WHAT TO DO ::
Transcribe the records below exactly, leaving out any pictures.

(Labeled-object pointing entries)
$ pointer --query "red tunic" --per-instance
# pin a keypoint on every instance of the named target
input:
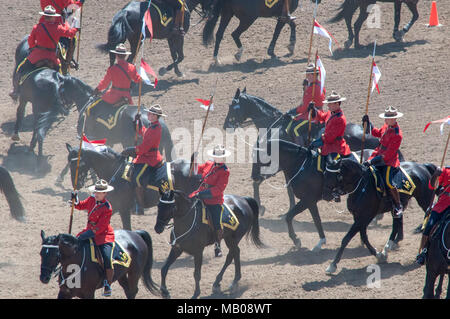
(444, 199)
(390, 140)
(333, 137)
(99, 216)
(302, 109)
(148, 151)
(121, 81)
(43, 46)
(215, 179)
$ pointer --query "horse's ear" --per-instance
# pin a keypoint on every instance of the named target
(238, 92)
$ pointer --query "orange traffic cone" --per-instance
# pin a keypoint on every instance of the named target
(434, 20)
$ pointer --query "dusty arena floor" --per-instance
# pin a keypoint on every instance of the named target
(415, 77)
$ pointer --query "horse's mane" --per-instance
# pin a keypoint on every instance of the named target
(264, 106)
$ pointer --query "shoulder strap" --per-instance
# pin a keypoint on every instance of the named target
(125, 72)
(49, 35)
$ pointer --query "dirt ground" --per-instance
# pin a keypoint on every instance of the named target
(415, 77)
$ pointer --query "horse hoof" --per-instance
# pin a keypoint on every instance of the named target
(382, 257)
(162, 71)
(318, 247)
(216, 289)
(331, 269)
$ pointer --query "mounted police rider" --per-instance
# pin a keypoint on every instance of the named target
(215, 175)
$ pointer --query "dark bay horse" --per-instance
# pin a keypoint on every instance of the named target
(51, 95)
(247, 11)
(246, 109)
(300, 169)
(349, 7)
(12, 196)
(364, 203)
(190, 235)
(67, 251)
(127, 25)
(438, 259)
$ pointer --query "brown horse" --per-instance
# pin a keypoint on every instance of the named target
(80, 277)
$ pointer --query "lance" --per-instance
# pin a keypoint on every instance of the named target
(367, 103)
(203, 127)
(76, 173)
(313, 95)
(312, 31)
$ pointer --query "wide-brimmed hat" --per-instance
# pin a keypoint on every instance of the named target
(333, 98)
(120, 49)
(391, 113)
(101, 186)
(311, 68)
(155, 109)
(219, 151)
(49, 11)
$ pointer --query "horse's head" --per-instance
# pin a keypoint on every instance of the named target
(50, 256)
(236, 112)
(170, 204)
(83, 168)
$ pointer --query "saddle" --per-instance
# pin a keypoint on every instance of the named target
(105, 113)
(227, 217)
(119, 256)
(402, 179)
(160, 180)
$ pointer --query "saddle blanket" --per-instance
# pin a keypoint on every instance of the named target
(159, 180)
(227, 217)
(105, 114)
(119, 257)
(401, 180)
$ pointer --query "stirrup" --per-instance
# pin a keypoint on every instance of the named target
(107, 289)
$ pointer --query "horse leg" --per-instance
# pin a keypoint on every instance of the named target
(243, 26)
(276, 34)
(173, 255)
(224, 21)
(20, 114)
(231, 247)
(428, 289)
(256, 185)
(363, 14)
(318, 223)
(350, 234)
(297, 209)
(198, 260)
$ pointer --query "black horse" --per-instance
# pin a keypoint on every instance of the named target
(127, 25)
(247, 109)
(349, 7)
(51, 95)
(364, 202)
(247, 11)
(300, 168)
(116, 124)
(67, 250)
(190, 235)
(438, 259)
(8, 188)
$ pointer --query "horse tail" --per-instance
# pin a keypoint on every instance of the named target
(117, 33)
(11, 194)
(211, 23)
(147, 276)
(254, 229)
(346, 8)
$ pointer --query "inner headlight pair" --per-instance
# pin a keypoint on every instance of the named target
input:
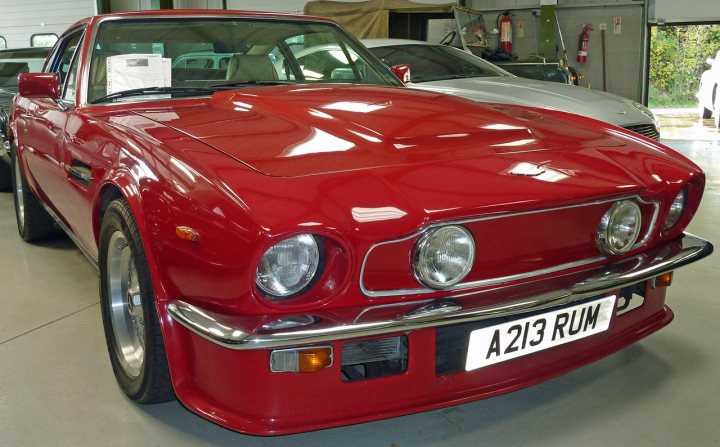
(619, 227)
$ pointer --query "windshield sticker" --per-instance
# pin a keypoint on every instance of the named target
(132, 71)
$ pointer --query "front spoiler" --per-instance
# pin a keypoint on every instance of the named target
(449, 311)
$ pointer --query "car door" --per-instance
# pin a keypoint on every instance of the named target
(84, 161)
(42, 137)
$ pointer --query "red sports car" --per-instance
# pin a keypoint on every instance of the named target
(286, 247)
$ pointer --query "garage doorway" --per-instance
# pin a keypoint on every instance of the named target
(679, 57)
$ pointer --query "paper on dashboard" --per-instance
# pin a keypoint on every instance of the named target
(131, 71)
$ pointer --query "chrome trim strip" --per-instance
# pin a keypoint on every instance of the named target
(93, 260)
(492, 281)
(592, 282)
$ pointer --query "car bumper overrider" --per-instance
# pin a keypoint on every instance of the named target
(232, 382)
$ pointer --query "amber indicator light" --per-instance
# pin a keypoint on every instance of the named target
(313, 360)
(186, 234)
(664, 280)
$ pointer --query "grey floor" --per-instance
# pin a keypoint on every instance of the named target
(56, 386)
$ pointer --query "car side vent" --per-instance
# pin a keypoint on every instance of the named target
(80, 172)
(646, 130)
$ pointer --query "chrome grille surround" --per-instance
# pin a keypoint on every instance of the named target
(463, 286)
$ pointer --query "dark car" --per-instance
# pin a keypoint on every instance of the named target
(12, 63)
(540, 70)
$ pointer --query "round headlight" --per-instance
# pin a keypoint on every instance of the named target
(288, 266)
(676, 209)
(619, 228)
(443, 257)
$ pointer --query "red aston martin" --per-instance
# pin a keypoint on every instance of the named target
(286, 247)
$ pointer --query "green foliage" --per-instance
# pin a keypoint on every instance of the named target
(677, 60)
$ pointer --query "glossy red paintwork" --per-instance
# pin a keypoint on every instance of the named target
(248, 168)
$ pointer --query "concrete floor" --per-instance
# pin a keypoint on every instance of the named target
(56, 386)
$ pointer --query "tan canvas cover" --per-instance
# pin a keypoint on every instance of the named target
(370, 19)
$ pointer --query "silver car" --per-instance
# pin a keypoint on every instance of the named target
(445, 69)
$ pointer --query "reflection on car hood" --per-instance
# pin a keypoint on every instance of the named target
(300, 130)
(602, 106)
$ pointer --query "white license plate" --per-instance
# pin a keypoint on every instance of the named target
(525, 336)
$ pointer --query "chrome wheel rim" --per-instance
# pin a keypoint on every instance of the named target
(126, 305)
(19, 195)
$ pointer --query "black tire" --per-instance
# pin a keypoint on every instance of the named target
(34, 223)
(152, 384)
(5, 177)
(705, 113)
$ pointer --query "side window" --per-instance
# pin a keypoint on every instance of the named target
(43, 40)
(64, 58)
(72, 75)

ANSWER FOR THE TASK ::
$ pointer --query "red tunic" --per-instance
# pin a keypoint on every instance of the named target
input:
(444, 199)
(390, 140)
(333, 137)
(99, 216)
(302, 109)
(148, 151)
(121, 81)
(43, 46)
(215, 179)
$ pointer --query "horse's ear" --per-instance
# pin a keypoint on every instance of the named target
(238, 92)
$ pointer --query "orange traffic cone" --per-instance
# pin a keypoint on every instance of the named target
(434, 20)
$ pointer --query "dusty arena floor" --per-instance
# pin a keypoint on every instance of the named target
(415, 77)
$ pointer --query "horse's mane" --per-instance
# pin a keypoint on every instance of the named target
(264, 106)
$ pointer --query "shoulder strap" --per-instance
# pin a keypoint on every instance of the named target
(125, 72)
(49, 35)
$ pointer --query "dirt ground" --per-instance
# pin a keypoint on every instance of the named target
(415, 77)
$ pointer --query "horse hoof" --per-instance
# pin a keypoint on every instance of the named target
(382, 257)
(162, 71)
(318, 247)
(216, 289)
(331, 269)
$ pointer --query "mounted police rider" --per-instance
# pin a keypoint on every instance of the named target
(215, 175)
$ pointer --query "dark bay horse" --per-instance
# pin a keypoint on every instance of the named target
(51, 95)
(247, 11)
(246, 109)
(300, 169)
(349, 7)
(12, 196)
(364, 203)
(190, 235)
(67, 251)
(127, 25)
(438, 259)
$ pointer --query "brown horse" --per-instance
# pin a keypoint on every instance of the named target
(80, 277)
$ pointer --query "lance" --per-instance
# pin a keypoint on every instance of the named target
(367, 103)
(203, 127)
(76, 173)
(313, 95)
(312, 31)
$ pointer --query "wide-brimmed hat" --per-instance
# pin a keypoint on every instance of the named target
(333, 98)
(120, 49)
(391, 113)
(101, 186)
(311, 68)
(155, 109)
(219, 151)
(49, 11)
$ pointer --query "horse's head" --per-instance
# pin a keypoint on every instance of the named target
(50, 256)
(236, 112)
(170, 204)
(83, 168)
$ pointer --query "saddle" --per-instance
# pin a keypoint on every instance of the named target
(105, 113)
(227, 217)
(119, 256)
(402, 179)
(160, 180)
$ pointer --query "saddle blanket" --per-instance
# pin a keypoint on every instance of the named target
(159, 180)
(227, 217)
(105, 114)
(119, 257)
(401, 180)
$ pointer --query "stirrup" --per-instance
# pin a keypoint on every instance of the named target
(107, 289)
$ pointer --query "horse leg" --per-instance
# pin a keypoint on every instance of the named target
(243, 26)
(276, 34)
(173, 255)
(224, 21)
(20, 114)
(231, 247)
(428, 289)
(256, 185)
(363, 14)
(318, 223)
(350, 234)
(297, 209)
(198, 260)
$ pointer --query "black horse" --per-instance
# pin a keypoint on every instance of the named target
(127, 25)
(247, 109)
(349, 7)
(51, 95)
(364, 202)
(247, 11)
(300, 168)
(116, 124)
(67, 250)
(190, 235)
(438, 259)
(8, 188)
$ pointer --query "horse tail" --per-instance
# pin a keypoint on every instance of the named target
(117, 33)
(11, 194)
(211, 23)
(147, 276)
(254, 229)
(346, 8)
$ pointer --query "inner headlight pair" --per-instance
# pin a keypoint on every instance of the named target
input:
(619, 227)
$ pointer --query "windshield sticker" --per-instance
# pin a keypoint on every instance of the named target
(132, 71)
$ pointer --query "front spoiler" --per-instance
# pin a keypoint on every instance of the named target
(449, 311)
$ pointer --query "car door" --per-instance
# pin a keypoint on every instance of the named target
(84, 161)
(42, 137)
$ pointer --query "red sports car" --per-instance
# pin a keypoint on every instance of the named target
(286, 247)
$ pointer --query "garage doorway" --per-instance
# pin a keypoint on every instance of the named target
(679, 57)
$ pointer --query "paper on dashboard" --per-instance
# pin a keypoint on every instance of the named target
(131, 71)
$ pointer --query "chrome trim strip" --per-instance
# pin a keypoint on every instance of the named target
(93, 260)
(492, 281)
(592, 282)
$ pointer --query "car bumper overrider" --per-instance
# pin a keypoint on every instance of the named target
(232, 382)
$ pointer --query "amber indicator light" --per-instance
# pin a keypoint on every instance of the named target
(313, 360)
(186, 234)
(664, 280)
$ pointer --query "grey floor" --per-instance
# pin a keypoint on every instance of the named target
(56, 386)
$ pointer --query "car side vent" --per-instance
# pin a keypoint on every instance of the named target
(80, 172)
(646, 130)
$ pointer --query "chrome grille surround" --per-instance
# pin a keypoint on every instance of the named target
(463, 286)
$ pointer --query "dark car" --per-instance
# pin a keypoint on every instance of the named target
(12, 63)
(540, 70)
$ pointer --query "round headlight" --per-instance
# pin a keypoint on every instance of the named target
(288, 266)
(676, 209)
(619, 228)
(443, 257)
$ pointer --query "red aston martin" --per-instance
# pin a keypoint on every instance of the named target
(286, 247)
$ pointer --query "green foliage" --per-instance
# pin a keypoint on every instance of the named target
(677, 60)
$ pointer --query "glossy red paintwork" --per-instance
# pin a keypoint on every instance of the named target
(248, 168)
$ pointer --query "concrete floor" --per-instance
# pin a keypoint on every instance of the named target
(56, 386)
$ pointer --query "tan canvas cover" --per-instance
# pin a keypoint on every instance of the named target
(370, 19)
$ pointer --query "silver car" --per-instance
# pin a keypoint on every instance of the named target
(445, 69)
$ pointer --query "reflection on car hood" --per-instance
# pin a keypoint on every instance of the named target
(300, 130)
(602, 106)
$ pointer --query "white license plate" --per-instance
# pin a keypoint on every instance of the named target
(525, 336)
$ pointer --query "chrome wheel rim" --per-instance
# pin a keypoint on every instance of the named target
(126, 305)
(19, 195)
$ pointer --query "black tire" --per-instance
# pin a keypoint on every instance of the named target
(34, 223)
(152, 384)
(5, 177)
(705, 113)
$ pointer --query "side window" --per-instance
# pin a keypoint on every instance of the named target
(43, 40)
(64, 58)
(72, 75)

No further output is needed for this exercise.